» **Description of the task**: Copy word for word the part of the text about the Polenov estate starting with "Revolutionary History" and going on through "museum’s first director.".
START Page text
Natalia Polenova, director of the museum and the artist’s great-granddaughter, told The Moscow Times that, “We did a lot of research in the archives and found some very important documents we had not seen before, like the letter from Nikolai Bukharin, a member of Politburo, to VTsIK (All-Russian Central Executive Committee) asking that Polenov not be evicted from his estate. That’s when we realized that we couldn’t do just one exhibition. Instead we decided to do a series of them, each devoted to different periods of Polenovo history.”
Revolutionary History
The estate was unusual from the start. Polenov designed all the buildings and even some of the furniture. In 1892 he opened his art collection to the public and established the first Russian art museum in a village. After the revolution, the estate was nationalized, but Polenov’s son, Dmitry, became the museum’s first director.
“Neither Vasily Polenov, the founder of our family and our estate, nor his family or friends was particularly interested in politics,” Natalia Polenova said. “The revolution of 1917 at first did not affect the life of the Polenovs and their estate. After the revolution, local peasants discussed whether to destroy the estate or not. In the end, they decided to leave it alone, as the artist did a lot of good for the locals. Polenov always planned to turn his estate into the country’s first rural cultural center. And he built schools and churches.”
END Page text
START Entries supplied
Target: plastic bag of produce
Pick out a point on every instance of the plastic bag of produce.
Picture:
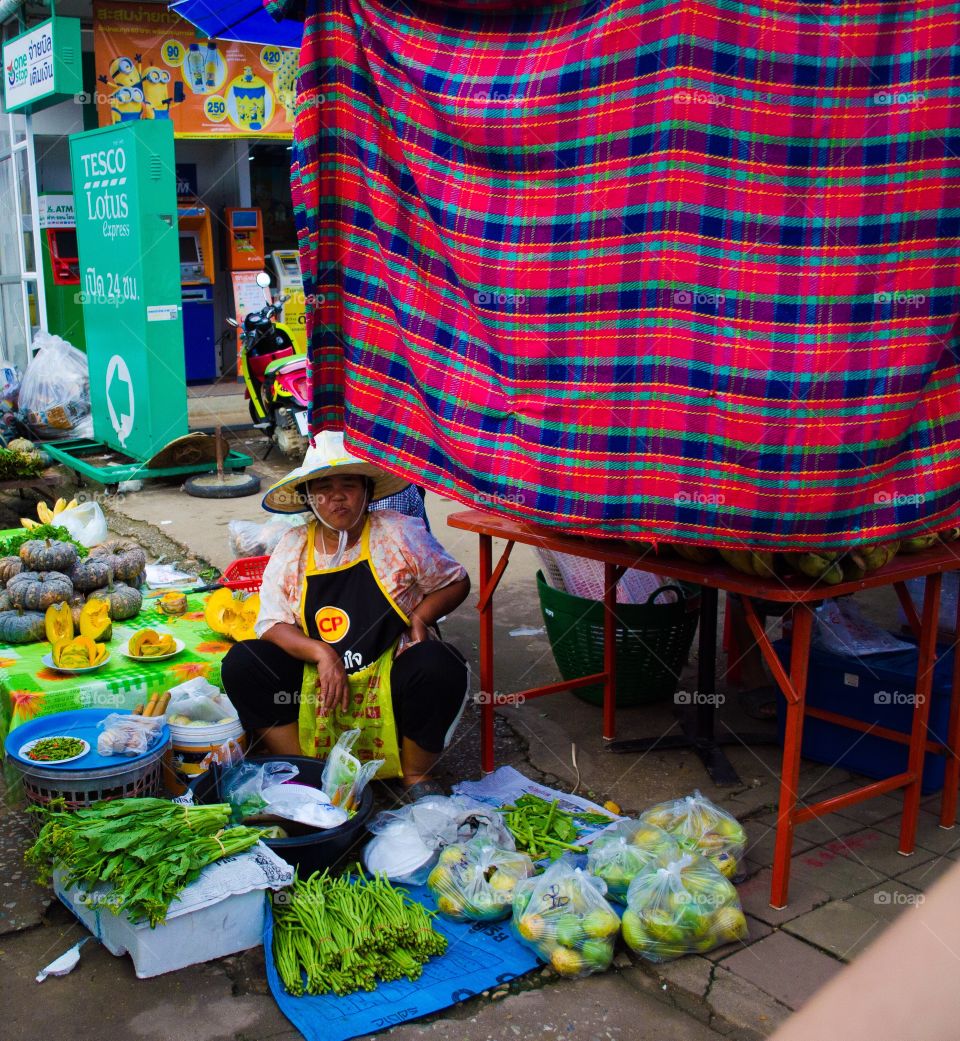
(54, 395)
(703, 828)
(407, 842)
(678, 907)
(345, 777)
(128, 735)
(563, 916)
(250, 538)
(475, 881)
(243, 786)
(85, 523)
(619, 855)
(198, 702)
END Entries supplied
» **Response to the exercise**:
Revolutionary History
The estate was unusual from the start. Polenov designed all the buildings and even some of the furniture. In 1892 he opened his art collection to the public and established the first Russian art museum in a village. After the revolution, the estate was nationalized, but Polenov’s son, Dmitry, became the museum’s first director.